== Page text ==
[R] update matrix with subset of it where only row names match

[Martin Waller]

jim holtman wrote:
> Lets take a look at your solution:
> 
>> mat1 <- matrix(0, nrow=10, ncol=3)
>> dimnames(mat1) <- list(paste('row', 1:10, sep=''), LETTERS[1:3])
>> mat2 <- matrix(1:3, ncol=1, dimnames=list(c('row3', 'row7', 'row5'), "B"))
>> mat2
>      B
> row3 1
> row7 2
> row5 3
>> mat1[rownames(mat2)%in%rownames(mat1),"B"]=mat2[,"B"]
> Error in mat1[rownames(mat2) %in% rownames(mat1), "B"] = mat2[, "B"] :
>   number of items to replace is not a multiple of replacement length
>> rownames(mat2)%in%rownames(mat1)
> [1] TRUE TRUE TRUE
>> mat2[,"B"]
> row3 row7 row5
>    1    2    3
> 
> I got an error statement using your statement with %in%.  This is
> because it produces a vector a 3 TRUE values are you can see above.
> With recycling to will the matrix, you get the error message.  What
> you want to provide is the index value of the rows to replace in.

== The task ==
Copy out the R matrix post above word for word, from its title line through its final sentence.

== Excerpted records ==
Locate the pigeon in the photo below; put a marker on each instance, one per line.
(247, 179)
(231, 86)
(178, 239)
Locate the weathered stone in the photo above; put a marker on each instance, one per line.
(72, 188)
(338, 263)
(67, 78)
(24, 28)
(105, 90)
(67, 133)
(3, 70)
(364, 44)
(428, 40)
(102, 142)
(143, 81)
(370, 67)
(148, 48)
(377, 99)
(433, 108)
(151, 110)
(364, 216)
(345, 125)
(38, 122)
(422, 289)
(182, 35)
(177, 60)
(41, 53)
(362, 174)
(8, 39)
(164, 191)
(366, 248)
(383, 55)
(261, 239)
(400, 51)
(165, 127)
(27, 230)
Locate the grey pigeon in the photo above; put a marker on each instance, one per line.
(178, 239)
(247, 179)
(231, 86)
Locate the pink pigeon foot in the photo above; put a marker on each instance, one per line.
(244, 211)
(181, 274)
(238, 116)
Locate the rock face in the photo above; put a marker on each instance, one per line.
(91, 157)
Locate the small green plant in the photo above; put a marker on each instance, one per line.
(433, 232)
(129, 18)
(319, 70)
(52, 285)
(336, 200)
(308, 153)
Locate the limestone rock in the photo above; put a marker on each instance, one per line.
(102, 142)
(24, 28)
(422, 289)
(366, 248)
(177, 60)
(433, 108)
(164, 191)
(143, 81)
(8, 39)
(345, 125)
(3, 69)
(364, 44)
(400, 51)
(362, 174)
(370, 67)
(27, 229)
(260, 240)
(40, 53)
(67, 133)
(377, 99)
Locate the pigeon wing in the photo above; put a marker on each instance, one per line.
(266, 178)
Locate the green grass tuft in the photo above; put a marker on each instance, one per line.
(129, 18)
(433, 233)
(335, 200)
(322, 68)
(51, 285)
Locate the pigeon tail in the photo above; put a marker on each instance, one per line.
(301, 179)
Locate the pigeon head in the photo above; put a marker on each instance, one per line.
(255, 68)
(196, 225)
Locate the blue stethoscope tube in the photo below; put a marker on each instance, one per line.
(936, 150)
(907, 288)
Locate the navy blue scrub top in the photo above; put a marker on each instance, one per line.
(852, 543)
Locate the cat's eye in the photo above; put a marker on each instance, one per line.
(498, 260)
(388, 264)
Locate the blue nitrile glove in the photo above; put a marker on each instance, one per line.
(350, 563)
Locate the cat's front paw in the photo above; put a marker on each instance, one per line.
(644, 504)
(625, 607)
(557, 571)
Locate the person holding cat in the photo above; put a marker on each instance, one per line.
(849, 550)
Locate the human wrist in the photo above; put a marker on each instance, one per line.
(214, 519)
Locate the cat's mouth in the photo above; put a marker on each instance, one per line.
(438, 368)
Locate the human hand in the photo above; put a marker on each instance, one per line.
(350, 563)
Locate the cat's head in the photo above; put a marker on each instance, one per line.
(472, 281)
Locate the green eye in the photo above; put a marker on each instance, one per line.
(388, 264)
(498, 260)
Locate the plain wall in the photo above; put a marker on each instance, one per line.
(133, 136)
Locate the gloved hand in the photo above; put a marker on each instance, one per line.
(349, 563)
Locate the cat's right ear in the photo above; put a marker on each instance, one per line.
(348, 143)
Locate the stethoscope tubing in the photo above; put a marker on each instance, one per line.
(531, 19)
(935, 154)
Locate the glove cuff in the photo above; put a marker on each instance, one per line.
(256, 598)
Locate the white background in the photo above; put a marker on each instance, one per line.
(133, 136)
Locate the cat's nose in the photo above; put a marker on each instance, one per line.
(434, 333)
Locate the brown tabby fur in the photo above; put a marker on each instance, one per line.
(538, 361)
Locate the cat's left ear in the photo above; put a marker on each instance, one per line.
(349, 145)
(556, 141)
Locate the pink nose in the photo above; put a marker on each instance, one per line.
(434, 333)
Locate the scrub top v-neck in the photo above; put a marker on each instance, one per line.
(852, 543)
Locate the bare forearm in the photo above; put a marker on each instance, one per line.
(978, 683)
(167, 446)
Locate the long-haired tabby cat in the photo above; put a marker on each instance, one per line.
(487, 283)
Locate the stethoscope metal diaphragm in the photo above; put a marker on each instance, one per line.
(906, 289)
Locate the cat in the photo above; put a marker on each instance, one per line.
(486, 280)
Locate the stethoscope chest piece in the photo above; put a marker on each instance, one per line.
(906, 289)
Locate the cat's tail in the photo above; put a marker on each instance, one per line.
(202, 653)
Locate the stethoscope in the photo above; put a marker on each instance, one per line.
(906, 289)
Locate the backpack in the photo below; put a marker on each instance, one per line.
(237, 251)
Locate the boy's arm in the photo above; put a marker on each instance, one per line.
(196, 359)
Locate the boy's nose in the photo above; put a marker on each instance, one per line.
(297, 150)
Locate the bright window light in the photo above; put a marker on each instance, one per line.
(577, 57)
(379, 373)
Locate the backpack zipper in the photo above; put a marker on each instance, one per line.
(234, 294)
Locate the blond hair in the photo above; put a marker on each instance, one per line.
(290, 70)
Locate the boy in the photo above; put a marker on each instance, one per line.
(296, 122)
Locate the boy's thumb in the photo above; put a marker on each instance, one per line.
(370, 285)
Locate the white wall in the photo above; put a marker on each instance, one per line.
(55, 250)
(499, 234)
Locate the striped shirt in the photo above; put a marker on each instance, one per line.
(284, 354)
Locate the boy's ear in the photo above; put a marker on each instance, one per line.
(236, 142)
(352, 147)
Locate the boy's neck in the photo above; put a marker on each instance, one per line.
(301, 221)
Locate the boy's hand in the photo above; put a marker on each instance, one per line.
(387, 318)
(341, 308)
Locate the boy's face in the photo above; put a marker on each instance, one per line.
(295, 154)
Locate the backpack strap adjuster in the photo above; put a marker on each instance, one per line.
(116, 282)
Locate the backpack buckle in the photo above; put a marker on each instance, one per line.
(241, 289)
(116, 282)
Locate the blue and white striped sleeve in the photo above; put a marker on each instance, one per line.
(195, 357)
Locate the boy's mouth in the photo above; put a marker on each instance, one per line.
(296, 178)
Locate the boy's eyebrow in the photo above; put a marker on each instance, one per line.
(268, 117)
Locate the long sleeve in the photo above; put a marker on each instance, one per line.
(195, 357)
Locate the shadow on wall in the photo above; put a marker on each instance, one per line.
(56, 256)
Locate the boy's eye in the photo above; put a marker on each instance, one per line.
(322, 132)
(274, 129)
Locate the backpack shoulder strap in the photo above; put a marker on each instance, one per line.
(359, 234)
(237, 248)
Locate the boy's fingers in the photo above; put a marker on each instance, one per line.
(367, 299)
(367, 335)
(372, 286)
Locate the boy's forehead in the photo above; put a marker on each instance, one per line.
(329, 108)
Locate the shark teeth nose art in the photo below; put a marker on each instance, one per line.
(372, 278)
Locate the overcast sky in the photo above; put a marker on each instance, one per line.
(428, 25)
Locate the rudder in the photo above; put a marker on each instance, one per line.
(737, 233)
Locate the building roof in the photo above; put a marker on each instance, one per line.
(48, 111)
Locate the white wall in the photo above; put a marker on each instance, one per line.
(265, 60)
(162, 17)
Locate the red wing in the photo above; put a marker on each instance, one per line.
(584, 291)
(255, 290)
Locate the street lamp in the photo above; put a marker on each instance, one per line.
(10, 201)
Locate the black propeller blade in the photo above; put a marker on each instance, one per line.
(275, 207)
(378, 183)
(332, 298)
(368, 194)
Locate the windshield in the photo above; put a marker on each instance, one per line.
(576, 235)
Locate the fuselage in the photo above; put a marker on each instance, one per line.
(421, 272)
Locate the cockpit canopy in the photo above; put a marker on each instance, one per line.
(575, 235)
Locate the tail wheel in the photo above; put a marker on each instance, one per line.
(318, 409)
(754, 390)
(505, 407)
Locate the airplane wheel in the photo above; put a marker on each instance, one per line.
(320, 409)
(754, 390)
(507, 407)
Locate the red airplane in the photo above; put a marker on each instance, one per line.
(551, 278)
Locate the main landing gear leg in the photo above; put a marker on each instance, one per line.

== Answer for this exercise ==
[R] update matrix with subset of it where only row names match

[Martin Waller]

jim holtman wrote:
> Lets take a look at your solution:
> 
>> mat1 <- matrix(0, nrow=10, ncol=3)
>> dimnames(mat1) <- list(paste('row', 1:10, sep=''), LETTERS[1:3])
>> mat2 <- matrix(1:3, ncol=1, dimnames=list(c('row3', 'row7', 'row5'), "B"))
>> mat2
>      B
> row3 1
> row7 2
> row5 3
>> mat1[rownames(mat2)%in%rownames(mat1),"B"]=mat2[,"B"]
> Error in mat1[rownames(mat2) %in% rownames(mat1), "B"] = mat2[, "B"] :
>   number of items to replace is not a multiple of replacement length
>> rownames(mat2)%in%rownames(mat1)
> [1] TRUE TRUE TRUE
>> mat2[,"B"]
> row3 row7 row5
>    1    2    3
> 
> I got an error statement using your statement with %in%.  This is
> because it produces a vector a 3 TRUE values are you can see above.
> With recycling to will the matrix, you get the error message.  What
> you want to provide is the index value of the rows to replace in.